— START Supplied data —
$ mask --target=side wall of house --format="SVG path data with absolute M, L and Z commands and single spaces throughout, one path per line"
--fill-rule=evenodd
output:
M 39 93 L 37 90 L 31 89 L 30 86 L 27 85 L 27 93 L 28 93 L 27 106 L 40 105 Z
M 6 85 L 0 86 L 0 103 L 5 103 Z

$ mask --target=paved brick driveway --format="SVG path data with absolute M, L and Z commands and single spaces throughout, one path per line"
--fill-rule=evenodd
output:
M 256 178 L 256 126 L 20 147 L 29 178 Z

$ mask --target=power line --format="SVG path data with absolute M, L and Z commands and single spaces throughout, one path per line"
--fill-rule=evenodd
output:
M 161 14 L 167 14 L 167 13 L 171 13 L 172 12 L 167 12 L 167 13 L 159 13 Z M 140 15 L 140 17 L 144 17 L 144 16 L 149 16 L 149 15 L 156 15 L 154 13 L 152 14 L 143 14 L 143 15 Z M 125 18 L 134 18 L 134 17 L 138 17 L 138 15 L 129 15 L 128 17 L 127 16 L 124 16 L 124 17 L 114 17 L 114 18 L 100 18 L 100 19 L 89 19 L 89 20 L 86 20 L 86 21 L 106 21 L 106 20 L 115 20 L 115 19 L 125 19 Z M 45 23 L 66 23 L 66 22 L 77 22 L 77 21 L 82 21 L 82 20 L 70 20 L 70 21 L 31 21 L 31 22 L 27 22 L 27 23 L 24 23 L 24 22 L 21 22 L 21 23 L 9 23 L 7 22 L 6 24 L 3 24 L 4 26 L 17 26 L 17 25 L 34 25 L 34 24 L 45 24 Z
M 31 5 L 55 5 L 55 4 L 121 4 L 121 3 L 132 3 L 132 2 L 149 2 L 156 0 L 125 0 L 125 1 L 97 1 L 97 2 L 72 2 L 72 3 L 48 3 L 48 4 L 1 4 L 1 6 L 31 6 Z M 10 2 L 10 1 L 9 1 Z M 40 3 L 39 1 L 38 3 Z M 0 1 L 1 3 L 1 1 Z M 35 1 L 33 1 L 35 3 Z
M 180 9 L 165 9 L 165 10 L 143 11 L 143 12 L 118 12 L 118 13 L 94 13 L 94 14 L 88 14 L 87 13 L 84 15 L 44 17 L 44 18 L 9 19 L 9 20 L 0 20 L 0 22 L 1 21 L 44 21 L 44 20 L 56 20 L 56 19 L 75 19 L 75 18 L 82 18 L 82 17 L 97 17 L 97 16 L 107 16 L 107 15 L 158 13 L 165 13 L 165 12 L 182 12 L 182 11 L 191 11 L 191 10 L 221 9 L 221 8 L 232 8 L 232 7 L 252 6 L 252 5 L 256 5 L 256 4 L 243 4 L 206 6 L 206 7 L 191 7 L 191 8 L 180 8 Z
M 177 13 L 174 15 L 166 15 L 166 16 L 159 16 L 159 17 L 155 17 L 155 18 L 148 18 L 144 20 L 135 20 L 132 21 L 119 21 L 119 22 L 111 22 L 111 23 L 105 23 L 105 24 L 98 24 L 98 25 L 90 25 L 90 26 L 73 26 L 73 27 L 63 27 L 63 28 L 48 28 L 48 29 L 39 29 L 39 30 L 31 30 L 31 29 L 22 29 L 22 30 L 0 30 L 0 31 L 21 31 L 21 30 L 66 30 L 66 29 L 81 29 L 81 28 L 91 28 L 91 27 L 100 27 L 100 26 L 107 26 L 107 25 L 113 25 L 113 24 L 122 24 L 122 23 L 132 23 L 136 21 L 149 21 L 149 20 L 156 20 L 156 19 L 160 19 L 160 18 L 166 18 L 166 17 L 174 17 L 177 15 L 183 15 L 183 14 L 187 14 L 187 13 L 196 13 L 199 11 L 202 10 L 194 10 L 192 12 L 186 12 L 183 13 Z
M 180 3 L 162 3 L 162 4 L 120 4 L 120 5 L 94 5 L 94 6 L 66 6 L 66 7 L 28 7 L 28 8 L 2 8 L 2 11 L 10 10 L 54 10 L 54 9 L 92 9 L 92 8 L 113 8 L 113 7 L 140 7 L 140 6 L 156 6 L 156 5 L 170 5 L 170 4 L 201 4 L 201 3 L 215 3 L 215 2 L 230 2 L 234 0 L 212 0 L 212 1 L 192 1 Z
— END Supplied data —
→ Task prompt
Return every line of the material above without any changes.

→ Task output
$ mask --target=side wall of house --format="SVG path data with absolute M, L and Z commands and single spaces throughout, one path per line"
--fill-rule=evenodd
output:
M 39 93 L 37 90 L 31 89 L 30 86 L 27 85 L 27 93 L 28 93 L 27 106 L 40 105 Z
M 6 85 L 0 86 L 0 103 L 5 103 Z

$ mask --target=paved brick driveway --format="SVG path data with absolute M, L and Z commands and single spaces throughout, one path per line"
--fill-rule=evenodd
output:
M 256 178 L 256 126 L 20 147 L 29 178 Z

$ mask --target=power line --format="SVG path data with absolute M, L and Z commands and single spaces throughout, one path per line"
--fill-rule=evenodd
output:
M 161 14 L 167 14 L 167 13 L 171 13 L 172 12 L 167 12 L 167 13 L 159 13 Z M 140 15 L 140 17 L 144 17 L 144 16 L 149 16 L 149 15 L 156 15 L 154 13 L 152 14 L 143 14 L 143 15 Z M 125 18 L 134 18 L 134 17 L 138 17 L 138 15 L 129 15 L 128 17 L 127 16 L 124 16 L 124 17 L 114 17 L 114 18 L 100 18 L 100 19 L 89 19 L 89 20 L 86 20 L 86 21 L 106 21 L 106 20 L 115 20 L 115 19 L 125 19 Z M 45 23 L 66 23 L 66 22 L 77 22 L 77 21 L 82 21 L 82 20 L 70 20 L 70 21 L 31 21 L 31 22 L 27 22 L 27 23 L 24 23 L 24 22 L 21 22 L 21 23 L 9 23 L 7 22 L 6 24 L 3 24 L 4 26 L 17 26 L 17 25 L 34 25 L 34 24 L 45 24 Z
M 31 5 L 55 5 L 55 4 L 121 4 L 121 3 L 132 3 L 132 2 L 149 2 L 156 0 L 125 0 L 125 1 L 97 1 L 97 2 L 72 2 L 72 3 L 48 3 L 48 4 L 1 4 L 1 6 L 31 6 Z M 10 2 L 10 1 L 9 1 Z M 40 3 L 39 1 L 38 3 Z M 0 1 L 1 3 L 1 1 Z M 35 1 L 33 1 L 35 3 Z
M 180 9 L 165 9 L 165 10 L 143 11 L 143 12 L 118 12 L 118 13 L 94 13 L 94 14 L 88 14 L 87 13 L 84 15 L 44 17 L 44 18 L 9 19 L 9 20 L 0 20 L 0 22 L 1 21 L 44 21 L 44 20 L 56 20 L 56 19 L 75 19 L 75 18 L 82 18 L 82 17 L 97 17 L 97 16 L 107 16 L 107 15 L 158 13 L 165 13 L 165 12 L 182 12 L 182 11 L 191 11 L 191 10 L 221 9 L 221 8 L 232 8 L 232 7 L 252 6 L 252 5 L 256 5 L 256 4 L 243 4 L 206 6 L 206 7 L 191 7 L 191 8 L 180 8 Z
M 177 13 L 174 15 L 166 15 L 166 16 L 159 16 L 159 17 L 155 17 L 155 18 L 148 18 L 144 20 L 135 20 L 132 21 L 119 21 L 119 22 L 111 22 L 111 23 L 105 23 L 105 24 L 98 24 L 98 25 L 90 25 L 90 26 L 73 26 L 73 27 L 63 27 L 63 28 L 48 28 L 48 29 L 39 29 L 39 30 L 31 30 L 31 29 L 22 29 L 22 30 L 0 30 L 0 31 L 21 31 L 21 30 L 66 30 L 66 29 L 81 29 L 81 28 L 91 28 L 91 27 L 100 27 L 100 26 L 107 26 L 107 25 L 113 25 L 113 24 L 122 24 L 122 23 L 132 23 L 136 21 L 149 21 L 149 20 L 156 20 L 156 19 L 160 19 L 160 18 L 166 18 L 166 17 L 174 17 L 177 15 L 183 15 L 183 14 L 187 14 L 187 13 L 196 13 L 199 11 L 202 10 L 194 10 L 192 12 L 186 12 L 183 13 Z
M 180 3 L 162 3 L 162 4 L 120 4 L 120 5 L 94 5 L 94 6 L 66 6 L 66 7 L 28 7 L 28 8 L 2 8 L 2 11 L 10 10 L 54 10 L 54 9 L 92 9 L 92 8 L 113 8 L 113 7 L 140 7 L 140 6 L 156 6 L 156 5 L 170 5 L 170 4 L 201 4 L 201 3 L 215 3 L 215 2 L 230 2 L 234 0 L 212 0 L 212 1 L 192 1 Z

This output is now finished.